> Text provided:
^^^^^^^^^^^^^^^^

Dan H March 9, 2018 12:11 PM

At Google the tech workers are only 17% women; at Facebook they are 15%; while at Twitter they are only 10%.

They say the numbers for women tech workers is getting worse, too. So if the general numbers are that low, the numbers in computer security are going to be a lot lower; then reduce that number even more for specialized security dealing with encryption and then how many of those few women are skilled and qualified to speak at the RSA conference is going to lead to what they have.

This new conference of women (mostly) is the result of the society we’ve created. If there were qualified experts in this specialized area they would have been asked.

echo March 9, 2018 1:01 PM

There are very good reasons for holding a conference which creates a safe space for women and minorities. I am aware though of the broad spectrum of discrimination and sensitive to the fact white males can and do suffer from discrimination.

^^^^^^^^^^^^^^^^

> Information provided:
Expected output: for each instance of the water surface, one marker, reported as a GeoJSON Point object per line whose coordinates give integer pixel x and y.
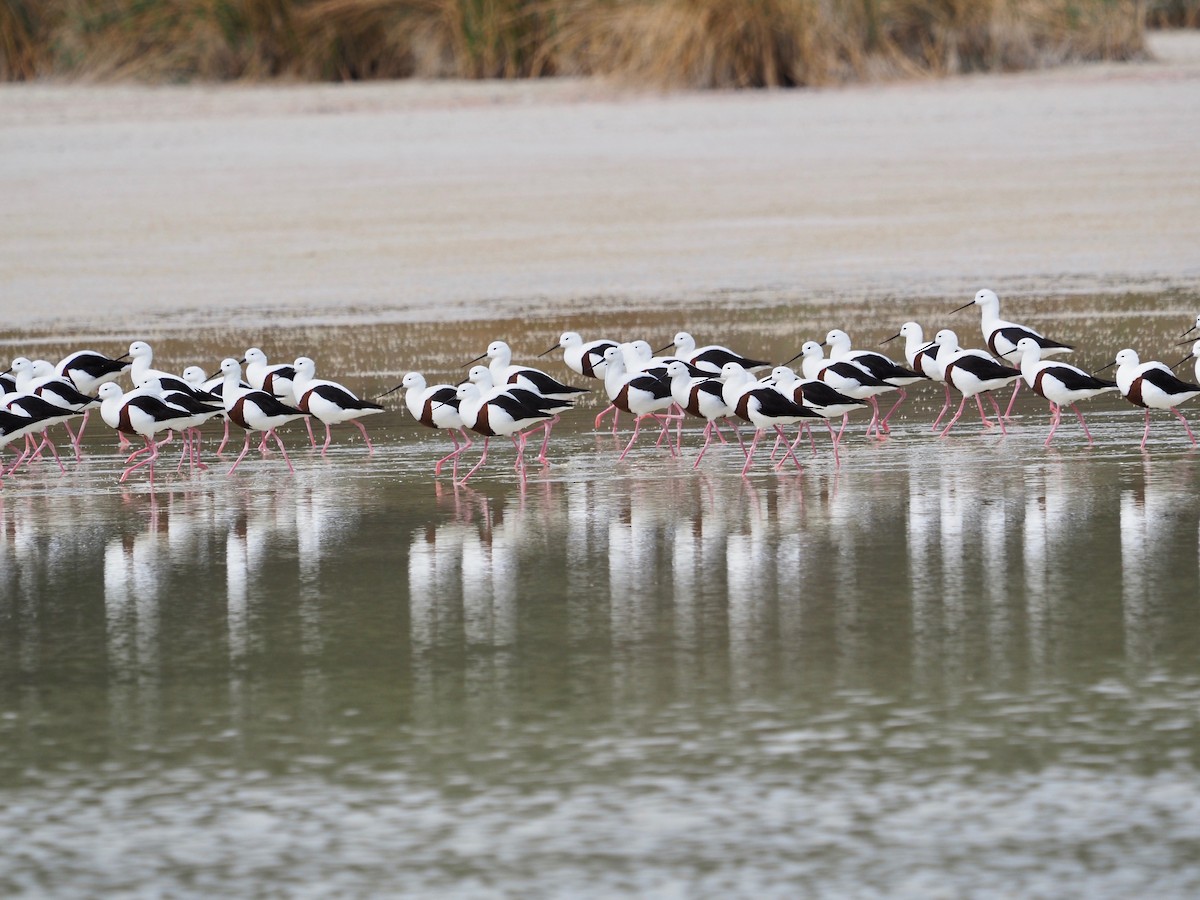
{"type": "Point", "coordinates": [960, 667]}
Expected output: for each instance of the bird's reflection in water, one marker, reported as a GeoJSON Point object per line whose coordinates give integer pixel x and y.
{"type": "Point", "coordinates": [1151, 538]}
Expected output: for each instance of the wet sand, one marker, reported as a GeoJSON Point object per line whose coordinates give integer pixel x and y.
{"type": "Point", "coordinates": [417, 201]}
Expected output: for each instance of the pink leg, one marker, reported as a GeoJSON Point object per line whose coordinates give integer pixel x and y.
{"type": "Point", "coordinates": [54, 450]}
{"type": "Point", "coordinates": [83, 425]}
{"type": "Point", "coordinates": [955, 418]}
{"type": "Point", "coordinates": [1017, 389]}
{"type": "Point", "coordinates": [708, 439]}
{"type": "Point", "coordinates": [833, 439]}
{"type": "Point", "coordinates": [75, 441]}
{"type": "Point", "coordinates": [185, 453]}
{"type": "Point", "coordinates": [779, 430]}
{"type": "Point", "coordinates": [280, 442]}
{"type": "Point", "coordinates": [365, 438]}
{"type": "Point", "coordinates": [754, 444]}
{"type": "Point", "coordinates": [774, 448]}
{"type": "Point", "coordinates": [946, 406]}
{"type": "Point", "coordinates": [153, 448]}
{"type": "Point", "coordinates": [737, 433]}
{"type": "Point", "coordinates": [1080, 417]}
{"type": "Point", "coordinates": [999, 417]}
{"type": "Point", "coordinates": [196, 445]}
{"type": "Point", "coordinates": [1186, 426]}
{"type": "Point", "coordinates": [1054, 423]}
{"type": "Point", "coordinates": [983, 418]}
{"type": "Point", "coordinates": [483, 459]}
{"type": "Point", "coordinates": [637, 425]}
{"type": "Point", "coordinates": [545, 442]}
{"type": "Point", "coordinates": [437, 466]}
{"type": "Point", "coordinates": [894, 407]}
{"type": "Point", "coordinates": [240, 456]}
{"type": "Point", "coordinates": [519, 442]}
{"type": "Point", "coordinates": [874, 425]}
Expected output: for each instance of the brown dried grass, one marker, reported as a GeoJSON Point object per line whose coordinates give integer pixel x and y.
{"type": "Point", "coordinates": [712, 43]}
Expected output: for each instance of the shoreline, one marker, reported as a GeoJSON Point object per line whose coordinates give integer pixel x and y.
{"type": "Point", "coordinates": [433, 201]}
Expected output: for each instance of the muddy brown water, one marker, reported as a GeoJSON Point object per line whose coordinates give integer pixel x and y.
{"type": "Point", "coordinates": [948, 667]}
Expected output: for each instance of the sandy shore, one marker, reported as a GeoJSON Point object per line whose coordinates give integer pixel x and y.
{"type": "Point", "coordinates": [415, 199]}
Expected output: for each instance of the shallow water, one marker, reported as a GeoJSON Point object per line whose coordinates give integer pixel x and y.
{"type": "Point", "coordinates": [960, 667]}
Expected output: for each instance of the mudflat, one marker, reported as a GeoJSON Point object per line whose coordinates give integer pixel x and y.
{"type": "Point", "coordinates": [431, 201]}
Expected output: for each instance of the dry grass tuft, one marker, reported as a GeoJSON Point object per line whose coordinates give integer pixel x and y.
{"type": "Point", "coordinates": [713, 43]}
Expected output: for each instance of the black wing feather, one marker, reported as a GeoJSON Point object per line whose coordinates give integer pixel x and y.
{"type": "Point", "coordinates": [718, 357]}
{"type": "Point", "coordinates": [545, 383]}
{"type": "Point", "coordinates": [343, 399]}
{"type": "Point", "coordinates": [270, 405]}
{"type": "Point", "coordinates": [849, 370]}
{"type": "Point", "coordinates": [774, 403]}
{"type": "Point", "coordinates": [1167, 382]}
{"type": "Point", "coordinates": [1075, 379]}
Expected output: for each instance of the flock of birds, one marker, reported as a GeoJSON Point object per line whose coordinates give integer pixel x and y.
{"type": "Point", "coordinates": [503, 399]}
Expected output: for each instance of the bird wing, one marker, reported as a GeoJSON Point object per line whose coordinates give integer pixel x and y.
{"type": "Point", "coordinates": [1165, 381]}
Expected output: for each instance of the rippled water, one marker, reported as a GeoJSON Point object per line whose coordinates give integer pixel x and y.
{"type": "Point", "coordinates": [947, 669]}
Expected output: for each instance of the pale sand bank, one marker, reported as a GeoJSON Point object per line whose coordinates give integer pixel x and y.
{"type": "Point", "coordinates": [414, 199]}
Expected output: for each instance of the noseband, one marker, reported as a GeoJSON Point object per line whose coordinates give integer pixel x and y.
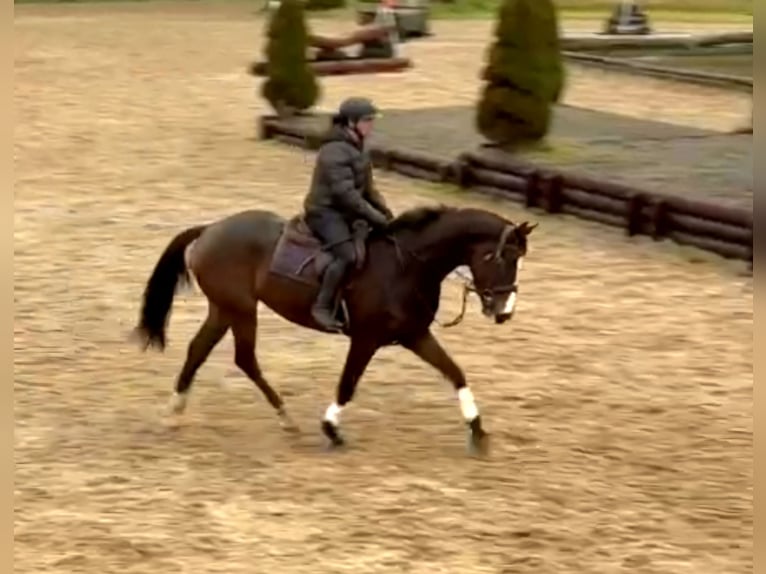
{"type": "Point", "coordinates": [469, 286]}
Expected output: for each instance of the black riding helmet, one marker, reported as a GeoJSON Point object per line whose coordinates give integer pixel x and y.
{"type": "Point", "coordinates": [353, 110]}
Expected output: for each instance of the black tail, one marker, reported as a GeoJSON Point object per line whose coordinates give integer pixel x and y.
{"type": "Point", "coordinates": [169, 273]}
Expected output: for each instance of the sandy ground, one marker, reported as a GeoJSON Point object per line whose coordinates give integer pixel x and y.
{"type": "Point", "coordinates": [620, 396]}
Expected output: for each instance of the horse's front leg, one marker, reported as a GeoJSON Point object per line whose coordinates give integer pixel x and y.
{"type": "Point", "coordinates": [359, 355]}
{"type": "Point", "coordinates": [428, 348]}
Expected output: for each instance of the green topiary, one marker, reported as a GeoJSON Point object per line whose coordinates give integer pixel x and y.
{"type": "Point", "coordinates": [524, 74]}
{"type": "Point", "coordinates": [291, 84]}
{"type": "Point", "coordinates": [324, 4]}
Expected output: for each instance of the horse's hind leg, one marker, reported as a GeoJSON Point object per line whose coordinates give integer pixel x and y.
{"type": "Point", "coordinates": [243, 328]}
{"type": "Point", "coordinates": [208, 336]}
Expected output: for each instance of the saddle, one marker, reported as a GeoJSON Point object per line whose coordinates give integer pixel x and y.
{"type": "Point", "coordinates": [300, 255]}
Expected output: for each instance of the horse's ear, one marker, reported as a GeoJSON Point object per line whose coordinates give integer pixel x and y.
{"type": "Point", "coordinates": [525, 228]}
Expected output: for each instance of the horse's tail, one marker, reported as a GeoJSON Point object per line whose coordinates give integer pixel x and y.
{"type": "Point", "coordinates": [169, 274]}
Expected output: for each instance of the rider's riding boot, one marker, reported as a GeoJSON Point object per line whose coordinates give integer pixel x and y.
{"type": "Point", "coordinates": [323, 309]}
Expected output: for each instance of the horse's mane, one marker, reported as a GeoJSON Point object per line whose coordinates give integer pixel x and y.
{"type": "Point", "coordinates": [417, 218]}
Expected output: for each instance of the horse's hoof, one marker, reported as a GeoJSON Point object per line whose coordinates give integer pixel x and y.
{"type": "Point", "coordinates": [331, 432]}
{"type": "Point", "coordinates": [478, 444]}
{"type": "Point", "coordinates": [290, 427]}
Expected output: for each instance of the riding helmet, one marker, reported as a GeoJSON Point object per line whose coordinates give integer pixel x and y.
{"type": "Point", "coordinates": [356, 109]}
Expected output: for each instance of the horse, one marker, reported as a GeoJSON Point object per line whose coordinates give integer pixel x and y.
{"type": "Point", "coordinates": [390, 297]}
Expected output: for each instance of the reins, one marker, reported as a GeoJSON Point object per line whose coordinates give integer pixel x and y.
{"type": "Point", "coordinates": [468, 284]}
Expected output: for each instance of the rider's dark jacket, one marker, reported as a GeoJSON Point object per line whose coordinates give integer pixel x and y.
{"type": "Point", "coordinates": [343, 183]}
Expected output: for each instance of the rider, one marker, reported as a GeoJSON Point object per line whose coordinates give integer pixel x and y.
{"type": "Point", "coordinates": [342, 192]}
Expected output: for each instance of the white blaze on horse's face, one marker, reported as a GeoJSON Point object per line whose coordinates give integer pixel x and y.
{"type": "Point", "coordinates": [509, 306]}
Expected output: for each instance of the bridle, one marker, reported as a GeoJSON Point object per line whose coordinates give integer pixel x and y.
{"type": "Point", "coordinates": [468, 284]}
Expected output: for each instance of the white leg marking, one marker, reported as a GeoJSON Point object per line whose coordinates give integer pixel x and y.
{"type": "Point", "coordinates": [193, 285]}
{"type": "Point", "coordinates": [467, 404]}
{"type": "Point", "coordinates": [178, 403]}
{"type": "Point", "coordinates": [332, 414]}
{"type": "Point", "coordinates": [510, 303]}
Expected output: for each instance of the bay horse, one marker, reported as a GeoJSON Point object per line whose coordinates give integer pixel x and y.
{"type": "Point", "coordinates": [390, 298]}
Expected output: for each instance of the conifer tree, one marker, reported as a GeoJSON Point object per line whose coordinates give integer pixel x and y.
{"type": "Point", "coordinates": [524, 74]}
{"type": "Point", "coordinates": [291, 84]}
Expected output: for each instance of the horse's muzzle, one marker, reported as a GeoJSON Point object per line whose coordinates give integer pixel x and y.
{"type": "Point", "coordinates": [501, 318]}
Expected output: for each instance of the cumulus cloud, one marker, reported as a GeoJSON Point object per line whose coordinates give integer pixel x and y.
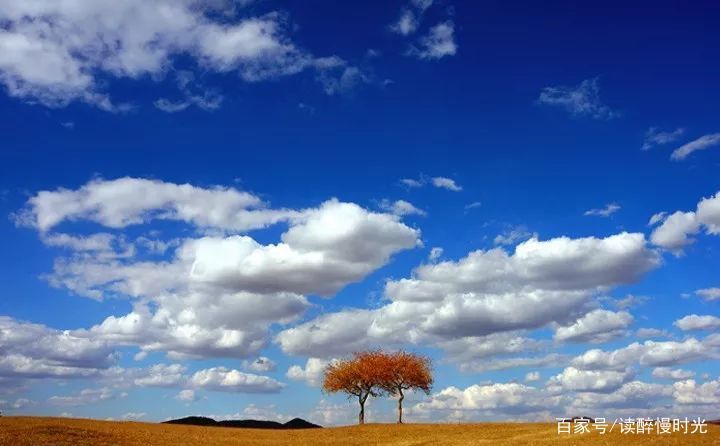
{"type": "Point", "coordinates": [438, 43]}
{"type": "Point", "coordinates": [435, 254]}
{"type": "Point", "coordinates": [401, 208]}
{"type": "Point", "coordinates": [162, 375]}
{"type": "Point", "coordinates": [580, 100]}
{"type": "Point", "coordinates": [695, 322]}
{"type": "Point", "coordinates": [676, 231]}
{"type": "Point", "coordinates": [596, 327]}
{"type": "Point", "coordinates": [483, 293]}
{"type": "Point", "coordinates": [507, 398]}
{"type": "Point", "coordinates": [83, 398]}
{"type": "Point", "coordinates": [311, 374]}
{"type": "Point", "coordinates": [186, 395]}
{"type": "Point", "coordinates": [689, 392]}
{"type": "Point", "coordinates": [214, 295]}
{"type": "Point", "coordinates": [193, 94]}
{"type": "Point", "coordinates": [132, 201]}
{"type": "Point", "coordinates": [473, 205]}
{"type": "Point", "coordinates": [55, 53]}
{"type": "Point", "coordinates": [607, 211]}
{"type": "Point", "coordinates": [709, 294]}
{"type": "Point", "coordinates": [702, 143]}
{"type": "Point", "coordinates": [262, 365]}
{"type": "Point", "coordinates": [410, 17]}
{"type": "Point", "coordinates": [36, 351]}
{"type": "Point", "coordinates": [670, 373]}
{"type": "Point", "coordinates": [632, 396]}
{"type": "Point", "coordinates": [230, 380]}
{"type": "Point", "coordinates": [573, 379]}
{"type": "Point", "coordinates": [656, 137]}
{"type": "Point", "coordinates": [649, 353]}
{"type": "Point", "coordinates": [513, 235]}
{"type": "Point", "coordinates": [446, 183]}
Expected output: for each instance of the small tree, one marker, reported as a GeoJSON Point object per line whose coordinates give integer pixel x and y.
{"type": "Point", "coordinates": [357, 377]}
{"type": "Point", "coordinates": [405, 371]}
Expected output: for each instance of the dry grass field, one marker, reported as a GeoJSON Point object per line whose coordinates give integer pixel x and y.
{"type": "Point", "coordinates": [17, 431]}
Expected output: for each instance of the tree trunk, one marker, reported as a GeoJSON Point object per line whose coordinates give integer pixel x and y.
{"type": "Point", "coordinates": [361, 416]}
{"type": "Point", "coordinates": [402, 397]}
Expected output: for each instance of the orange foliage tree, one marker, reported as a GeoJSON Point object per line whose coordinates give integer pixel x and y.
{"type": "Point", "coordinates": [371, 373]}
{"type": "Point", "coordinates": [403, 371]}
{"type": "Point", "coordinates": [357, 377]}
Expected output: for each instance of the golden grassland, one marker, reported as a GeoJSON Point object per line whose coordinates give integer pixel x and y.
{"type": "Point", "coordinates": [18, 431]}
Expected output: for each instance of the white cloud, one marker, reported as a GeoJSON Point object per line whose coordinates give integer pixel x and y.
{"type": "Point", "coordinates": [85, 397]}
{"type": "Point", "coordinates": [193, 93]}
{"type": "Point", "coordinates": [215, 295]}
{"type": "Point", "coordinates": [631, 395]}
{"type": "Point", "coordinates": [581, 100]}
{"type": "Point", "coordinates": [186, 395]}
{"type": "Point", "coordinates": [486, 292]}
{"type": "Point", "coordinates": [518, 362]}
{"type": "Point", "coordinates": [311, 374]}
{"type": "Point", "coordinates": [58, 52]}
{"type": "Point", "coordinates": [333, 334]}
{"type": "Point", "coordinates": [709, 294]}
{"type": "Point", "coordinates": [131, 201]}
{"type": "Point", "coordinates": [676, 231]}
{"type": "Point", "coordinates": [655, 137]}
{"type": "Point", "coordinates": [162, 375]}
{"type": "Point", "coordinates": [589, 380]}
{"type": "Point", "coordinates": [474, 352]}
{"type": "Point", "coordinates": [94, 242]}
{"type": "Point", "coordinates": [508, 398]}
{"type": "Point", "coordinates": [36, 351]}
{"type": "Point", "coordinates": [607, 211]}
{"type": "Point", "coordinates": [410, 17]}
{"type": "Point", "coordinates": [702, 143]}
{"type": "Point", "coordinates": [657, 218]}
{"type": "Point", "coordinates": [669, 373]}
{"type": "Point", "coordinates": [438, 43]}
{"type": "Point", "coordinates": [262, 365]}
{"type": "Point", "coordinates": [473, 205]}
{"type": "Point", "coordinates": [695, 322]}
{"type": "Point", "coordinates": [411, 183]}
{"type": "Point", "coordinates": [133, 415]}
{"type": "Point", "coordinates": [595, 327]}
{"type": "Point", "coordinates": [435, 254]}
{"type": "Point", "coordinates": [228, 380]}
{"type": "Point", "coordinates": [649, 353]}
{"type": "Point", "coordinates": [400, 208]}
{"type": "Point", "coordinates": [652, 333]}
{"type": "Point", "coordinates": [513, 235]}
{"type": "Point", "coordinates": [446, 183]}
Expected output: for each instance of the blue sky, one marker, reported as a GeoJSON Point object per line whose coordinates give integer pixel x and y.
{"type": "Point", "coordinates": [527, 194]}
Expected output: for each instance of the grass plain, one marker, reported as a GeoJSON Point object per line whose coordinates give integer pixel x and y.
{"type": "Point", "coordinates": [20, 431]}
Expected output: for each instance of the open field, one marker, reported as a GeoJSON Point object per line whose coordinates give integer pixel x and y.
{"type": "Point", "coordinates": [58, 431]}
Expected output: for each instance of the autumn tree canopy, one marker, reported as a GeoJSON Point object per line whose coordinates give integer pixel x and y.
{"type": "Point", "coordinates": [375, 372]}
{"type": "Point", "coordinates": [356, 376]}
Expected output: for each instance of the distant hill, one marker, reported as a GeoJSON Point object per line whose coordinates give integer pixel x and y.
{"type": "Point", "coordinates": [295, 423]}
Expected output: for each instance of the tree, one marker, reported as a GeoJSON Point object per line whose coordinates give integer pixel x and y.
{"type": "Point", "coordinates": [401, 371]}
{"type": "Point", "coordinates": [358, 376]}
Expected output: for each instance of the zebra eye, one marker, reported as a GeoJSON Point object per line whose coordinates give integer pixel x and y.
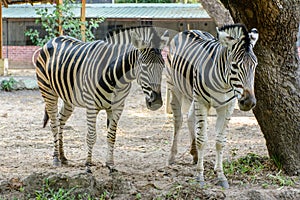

^^^^^^^^^^^^^^^^

List each company named in the comments, with the share of its tech workers who are women. The material is separate from the comments and has no connection to them.

> Solved problem:
- Google: 17%
- Facebook: 15%
- Twitter: 10%